- [PROBLEM]
Please transcribe the data below exactly, from the line with "For the scoring pass, find every instance of the grilled" up to and including the line with "[[171, 208], [120, 185], [98, 161]]". Leave the pictures out of your answer.

- [THE RECORDS]
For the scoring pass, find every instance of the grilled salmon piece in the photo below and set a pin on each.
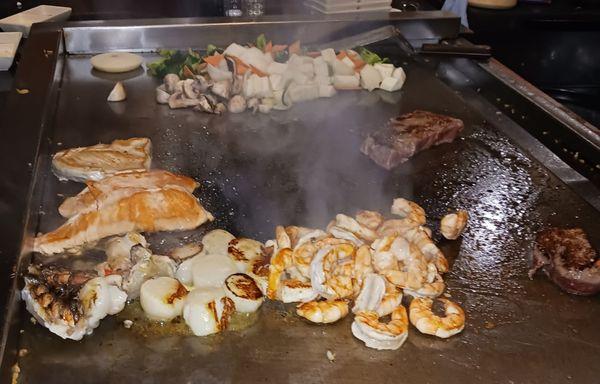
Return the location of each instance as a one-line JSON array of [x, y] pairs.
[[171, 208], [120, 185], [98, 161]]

---

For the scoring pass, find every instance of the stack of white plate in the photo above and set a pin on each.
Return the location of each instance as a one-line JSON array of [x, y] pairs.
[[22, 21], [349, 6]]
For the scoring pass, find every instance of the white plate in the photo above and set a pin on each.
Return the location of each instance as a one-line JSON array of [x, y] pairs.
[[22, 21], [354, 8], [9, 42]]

- [ANSWER]
For the scoring pass, find every instance of the grilled salmon piece in the photo below and set a pin on each.
Return the location of each instance as a one-line JSON array of [x, y] pairs.
[[171, 208], [120, 185], [98, 161]]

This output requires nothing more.